▸ **GIVEN ENTRIES**:
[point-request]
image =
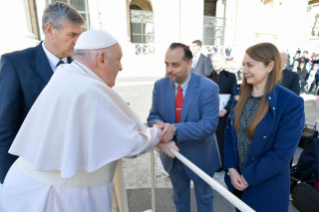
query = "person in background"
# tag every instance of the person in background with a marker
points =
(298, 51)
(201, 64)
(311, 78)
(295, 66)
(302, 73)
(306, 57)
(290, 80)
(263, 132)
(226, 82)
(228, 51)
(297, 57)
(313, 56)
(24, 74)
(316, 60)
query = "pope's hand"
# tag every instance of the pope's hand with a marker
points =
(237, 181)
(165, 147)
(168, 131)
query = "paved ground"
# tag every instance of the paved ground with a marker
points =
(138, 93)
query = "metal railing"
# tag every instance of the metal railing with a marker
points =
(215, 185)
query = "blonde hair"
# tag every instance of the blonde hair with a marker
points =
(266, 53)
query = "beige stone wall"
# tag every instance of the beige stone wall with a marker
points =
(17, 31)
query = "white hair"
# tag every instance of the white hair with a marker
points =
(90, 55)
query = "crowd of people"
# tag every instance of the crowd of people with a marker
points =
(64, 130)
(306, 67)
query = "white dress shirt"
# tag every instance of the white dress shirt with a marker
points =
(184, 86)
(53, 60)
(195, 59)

==

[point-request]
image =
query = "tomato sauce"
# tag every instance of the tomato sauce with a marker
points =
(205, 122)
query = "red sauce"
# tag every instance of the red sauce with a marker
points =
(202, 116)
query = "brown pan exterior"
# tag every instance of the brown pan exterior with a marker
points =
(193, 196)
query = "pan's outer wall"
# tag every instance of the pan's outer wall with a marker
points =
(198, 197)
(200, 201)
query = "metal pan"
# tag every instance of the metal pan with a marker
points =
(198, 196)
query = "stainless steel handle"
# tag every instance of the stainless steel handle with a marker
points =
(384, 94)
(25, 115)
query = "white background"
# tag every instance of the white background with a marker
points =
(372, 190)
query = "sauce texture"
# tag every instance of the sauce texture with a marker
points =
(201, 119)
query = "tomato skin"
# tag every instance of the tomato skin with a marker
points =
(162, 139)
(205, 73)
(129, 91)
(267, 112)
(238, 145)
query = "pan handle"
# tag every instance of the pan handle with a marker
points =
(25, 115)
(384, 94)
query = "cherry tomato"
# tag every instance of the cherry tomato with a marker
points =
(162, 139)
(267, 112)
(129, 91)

--

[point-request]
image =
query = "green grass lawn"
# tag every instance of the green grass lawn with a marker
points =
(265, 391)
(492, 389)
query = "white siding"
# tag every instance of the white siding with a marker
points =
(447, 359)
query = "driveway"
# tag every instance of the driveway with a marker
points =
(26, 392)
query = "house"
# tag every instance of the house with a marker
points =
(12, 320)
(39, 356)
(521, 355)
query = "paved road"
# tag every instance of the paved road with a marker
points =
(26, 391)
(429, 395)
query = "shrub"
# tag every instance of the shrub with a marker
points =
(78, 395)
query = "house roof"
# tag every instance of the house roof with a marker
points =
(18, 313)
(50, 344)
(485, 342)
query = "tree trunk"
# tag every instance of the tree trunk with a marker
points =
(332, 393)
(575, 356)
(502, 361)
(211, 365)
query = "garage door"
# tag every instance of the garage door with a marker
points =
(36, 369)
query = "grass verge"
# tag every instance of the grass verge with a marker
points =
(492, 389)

▸ **YOUR OBJECTIVE**: Please pick out and copy each line in the entries above that contains the string "stone".

▸ **THE REPLY**:
query = "beige stone wall"
# tag every instance of the beige stone wall with a marker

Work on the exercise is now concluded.